Nothing is to be left out; print all the entries exactly.

┄┄┄┄┄┄┄┄┄┄┄┄┄┄┄┄┄┄┄┄

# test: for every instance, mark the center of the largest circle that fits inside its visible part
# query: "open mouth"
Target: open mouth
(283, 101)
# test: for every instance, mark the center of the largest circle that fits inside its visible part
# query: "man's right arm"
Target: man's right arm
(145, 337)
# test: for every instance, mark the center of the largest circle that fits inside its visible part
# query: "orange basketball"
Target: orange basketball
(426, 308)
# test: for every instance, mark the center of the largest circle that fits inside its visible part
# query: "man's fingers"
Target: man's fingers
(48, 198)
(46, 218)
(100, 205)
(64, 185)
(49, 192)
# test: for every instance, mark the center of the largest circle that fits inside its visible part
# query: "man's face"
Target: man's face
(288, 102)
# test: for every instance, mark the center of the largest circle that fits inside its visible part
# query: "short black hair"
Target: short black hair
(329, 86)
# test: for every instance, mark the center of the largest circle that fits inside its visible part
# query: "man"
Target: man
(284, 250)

┄┄┄┄┄┄┄┄┄┄┄┄┄┄┄┄┄┄┄┄

YOUR SOLUTION:
# test: for every instance, mark the center of the largest circle that fits inside its visible part
# query: "open mouth"
Target: open mouth
(283, 101)
# test: for every instance, mark the center of the largest circle that fits inside its visible part
# query: "man's right arm"
Target: man's right arm
(145, 337)
# test: for every instance, mark the center of the largest circle that fits inside its visible part
# query: "orange basketball"
Target: orange basketball
(426, 308)
# test: for every instance, mark the center of the largest circle that fits inside its visible part
# query: "man's fingers"
Target: man's fingers
(48, 198)
(46, 218)
(100, 205)
(64, 185)
(49, 192)
# test: for every instance, mark the center of the largest circle that fits inside its visible part
# query: "man's face"
Target: man's face
(288, 102)
# test: for every instance, mark the center of the largest circle that fits inside its visible part
# query: "short black hair"
Target: short black hair
(329, 86)
# test: for every instance, mark the center of the largest circle that fits inside its visible part
# query: "man"
Target: man
(284, 250)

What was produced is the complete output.